- Written tasks:
• 1. In the passage on photosynthesis down-regulation, by about how much are photosynthetic rates reduced in the year 2000 compared with 1850?
• 2. List every parameter value that the passage on photosynthesis down-regulation gives for Figure 4.

- Source extract:
---
Figure 4 shows ξ for γgd = 0.42, γg = 0.90, and C0 = 288 ppm. In the absence of information about the response of individual PFTs, this down-regulation function is applied to all PFTs. These parameter values yield a value of ξ ≈ 0.9 for a CO2 concentration of 370 ppm, resulting in down regulation of photosynthetic rates by ∼10% in the year 2000 compared with 1850. This may be compared with the f (N) function used in the Community Land Model (CLM3) of the Community Climate System Model (CCSM), which is intended to represent the fraction of the potential photosynthesis that is realized in the face of nitrogen limitation. Their PFT-dependent values of f (N) range between 0.60 and 0.84, implying 16%–40% reduction in photosynthesis for the present day compared to the preindustrial era (Oleson et al. 2008; Stöckli et al. 2008).
---
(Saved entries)
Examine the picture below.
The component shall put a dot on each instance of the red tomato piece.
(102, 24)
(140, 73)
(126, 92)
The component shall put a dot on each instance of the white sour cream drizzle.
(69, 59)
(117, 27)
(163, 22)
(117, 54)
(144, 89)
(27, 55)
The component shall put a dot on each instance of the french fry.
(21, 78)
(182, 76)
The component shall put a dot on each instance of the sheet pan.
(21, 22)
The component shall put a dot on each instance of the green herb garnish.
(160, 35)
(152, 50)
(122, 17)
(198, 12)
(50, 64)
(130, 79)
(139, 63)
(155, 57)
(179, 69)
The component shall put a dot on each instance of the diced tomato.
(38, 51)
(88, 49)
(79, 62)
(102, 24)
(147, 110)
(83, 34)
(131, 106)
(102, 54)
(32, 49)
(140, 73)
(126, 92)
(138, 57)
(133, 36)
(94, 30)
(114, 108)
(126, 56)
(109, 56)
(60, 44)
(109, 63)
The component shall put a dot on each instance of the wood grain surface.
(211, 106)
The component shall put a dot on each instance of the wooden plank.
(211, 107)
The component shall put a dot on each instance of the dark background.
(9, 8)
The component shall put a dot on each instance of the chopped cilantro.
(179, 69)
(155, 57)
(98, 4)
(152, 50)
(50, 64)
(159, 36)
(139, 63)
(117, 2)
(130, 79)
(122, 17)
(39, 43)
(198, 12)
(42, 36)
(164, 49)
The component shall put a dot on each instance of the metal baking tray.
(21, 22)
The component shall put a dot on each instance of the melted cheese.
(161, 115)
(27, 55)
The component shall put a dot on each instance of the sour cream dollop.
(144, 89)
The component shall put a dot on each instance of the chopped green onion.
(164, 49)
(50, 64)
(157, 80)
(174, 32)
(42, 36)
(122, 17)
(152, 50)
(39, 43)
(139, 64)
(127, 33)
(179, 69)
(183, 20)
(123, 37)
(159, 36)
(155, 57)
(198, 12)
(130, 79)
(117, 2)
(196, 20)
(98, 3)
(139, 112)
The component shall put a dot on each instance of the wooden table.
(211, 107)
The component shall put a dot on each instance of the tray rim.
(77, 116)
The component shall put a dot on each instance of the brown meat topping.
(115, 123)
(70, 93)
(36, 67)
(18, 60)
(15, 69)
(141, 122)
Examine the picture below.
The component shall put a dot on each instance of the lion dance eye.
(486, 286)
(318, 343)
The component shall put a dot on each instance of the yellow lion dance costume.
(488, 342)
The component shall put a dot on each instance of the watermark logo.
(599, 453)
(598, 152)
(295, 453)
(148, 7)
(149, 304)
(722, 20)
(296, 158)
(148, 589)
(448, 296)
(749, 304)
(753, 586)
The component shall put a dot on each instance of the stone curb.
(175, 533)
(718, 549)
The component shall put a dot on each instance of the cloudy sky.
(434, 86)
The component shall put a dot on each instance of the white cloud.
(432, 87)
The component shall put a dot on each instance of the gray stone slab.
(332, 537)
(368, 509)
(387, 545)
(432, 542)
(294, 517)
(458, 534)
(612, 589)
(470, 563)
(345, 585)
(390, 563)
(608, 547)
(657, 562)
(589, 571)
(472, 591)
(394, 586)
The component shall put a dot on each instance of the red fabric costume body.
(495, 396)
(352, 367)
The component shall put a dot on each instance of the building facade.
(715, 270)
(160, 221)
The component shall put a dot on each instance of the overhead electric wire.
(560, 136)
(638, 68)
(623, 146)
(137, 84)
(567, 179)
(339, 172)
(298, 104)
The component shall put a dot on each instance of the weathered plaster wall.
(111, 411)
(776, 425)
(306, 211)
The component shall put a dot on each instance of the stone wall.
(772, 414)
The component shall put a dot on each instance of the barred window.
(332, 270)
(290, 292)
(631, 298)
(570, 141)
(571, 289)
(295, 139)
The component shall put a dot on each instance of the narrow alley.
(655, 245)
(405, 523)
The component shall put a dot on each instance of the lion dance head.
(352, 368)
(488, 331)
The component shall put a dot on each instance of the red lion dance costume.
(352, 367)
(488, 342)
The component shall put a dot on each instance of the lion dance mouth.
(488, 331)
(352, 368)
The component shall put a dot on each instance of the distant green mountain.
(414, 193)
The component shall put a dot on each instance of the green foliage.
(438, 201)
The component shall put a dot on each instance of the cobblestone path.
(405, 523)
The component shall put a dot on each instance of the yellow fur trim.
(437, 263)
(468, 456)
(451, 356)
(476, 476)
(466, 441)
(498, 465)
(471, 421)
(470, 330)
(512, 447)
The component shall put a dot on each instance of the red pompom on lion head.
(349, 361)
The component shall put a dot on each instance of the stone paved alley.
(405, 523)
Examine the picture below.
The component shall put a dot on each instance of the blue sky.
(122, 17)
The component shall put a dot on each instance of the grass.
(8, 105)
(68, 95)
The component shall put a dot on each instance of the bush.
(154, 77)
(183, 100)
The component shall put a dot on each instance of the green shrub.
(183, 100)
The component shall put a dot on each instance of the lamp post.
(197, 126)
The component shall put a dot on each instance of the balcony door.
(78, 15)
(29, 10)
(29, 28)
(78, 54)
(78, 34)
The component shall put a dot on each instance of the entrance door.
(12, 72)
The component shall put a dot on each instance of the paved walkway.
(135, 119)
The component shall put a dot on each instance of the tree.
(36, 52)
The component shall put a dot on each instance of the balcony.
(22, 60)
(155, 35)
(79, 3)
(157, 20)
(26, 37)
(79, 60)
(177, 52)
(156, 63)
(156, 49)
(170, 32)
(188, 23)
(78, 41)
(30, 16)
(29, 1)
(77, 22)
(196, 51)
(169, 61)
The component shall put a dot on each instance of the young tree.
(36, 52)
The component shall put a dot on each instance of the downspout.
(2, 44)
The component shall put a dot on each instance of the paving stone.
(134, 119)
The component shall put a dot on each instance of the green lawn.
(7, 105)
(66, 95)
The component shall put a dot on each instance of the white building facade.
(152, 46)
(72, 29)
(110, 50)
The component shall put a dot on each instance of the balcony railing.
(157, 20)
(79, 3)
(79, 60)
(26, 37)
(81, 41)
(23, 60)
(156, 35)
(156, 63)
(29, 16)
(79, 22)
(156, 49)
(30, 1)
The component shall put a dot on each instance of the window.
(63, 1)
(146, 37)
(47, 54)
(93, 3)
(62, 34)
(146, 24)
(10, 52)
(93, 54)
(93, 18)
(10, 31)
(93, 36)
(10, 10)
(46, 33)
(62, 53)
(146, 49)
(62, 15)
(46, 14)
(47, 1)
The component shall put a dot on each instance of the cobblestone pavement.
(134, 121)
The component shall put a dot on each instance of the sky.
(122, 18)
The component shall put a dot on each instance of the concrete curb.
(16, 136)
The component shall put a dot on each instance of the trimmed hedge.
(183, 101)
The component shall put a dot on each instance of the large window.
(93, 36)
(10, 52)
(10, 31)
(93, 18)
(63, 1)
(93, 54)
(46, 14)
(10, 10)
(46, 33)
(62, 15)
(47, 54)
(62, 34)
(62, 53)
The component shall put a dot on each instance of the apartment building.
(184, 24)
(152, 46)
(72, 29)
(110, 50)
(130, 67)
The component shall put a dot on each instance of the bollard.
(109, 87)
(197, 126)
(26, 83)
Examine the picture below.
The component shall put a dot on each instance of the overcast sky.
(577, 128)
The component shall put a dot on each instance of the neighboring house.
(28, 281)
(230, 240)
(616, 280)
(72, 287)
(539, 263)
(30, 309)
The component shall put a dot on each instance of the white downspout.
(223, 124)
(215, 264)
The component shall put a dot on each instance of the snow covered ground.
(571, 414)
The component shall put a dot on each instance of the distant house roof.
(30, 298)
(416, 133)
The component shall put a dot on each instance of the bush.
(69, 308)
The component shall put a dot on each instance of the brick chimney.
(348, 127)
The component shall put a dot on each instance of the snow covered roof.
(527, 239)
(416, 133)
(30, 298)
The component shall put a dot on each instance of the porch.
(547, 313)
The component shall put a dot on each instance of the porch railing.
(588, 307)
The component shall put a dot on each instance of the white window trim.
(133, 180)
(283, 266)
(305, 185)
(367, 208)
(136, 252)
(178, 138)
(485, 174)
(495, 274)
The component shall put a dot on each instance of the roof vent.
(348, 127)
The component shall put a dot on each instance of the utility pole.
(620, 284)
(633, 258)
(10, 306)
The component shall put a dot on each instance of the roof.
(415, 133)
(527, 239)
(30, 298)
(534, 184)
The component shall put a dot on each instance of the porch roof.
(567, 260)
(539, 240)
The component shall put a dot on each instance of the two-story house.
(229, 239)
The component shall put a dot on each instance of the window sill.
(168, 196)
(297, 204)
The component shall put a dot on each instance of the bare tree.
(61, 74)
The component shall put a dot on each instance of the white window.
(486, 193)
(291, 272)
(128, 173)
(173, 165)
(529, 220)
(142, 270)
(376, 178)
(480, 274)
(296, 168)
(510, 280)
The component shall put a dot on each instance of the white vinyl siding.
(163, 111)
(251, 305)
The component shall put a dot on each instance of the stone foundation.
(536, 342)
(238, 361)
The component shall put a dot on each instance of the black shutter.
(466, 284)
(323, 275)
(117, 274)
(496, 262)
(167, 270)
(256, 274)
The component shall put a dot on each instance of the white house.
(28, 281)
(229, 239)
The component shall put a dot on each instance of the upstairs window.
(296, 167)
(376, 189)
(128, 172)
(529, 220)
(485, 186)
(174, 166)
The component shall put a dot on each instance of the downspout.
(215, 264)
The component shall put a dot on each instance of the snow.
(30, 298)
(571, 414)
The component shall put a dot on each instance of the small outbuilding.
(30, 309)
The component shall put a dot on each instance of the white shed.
---
- Task results:
• 1. By about 10%.

• 2. γgd = 0.42, γg = 0.90, and C0 = 288 ppm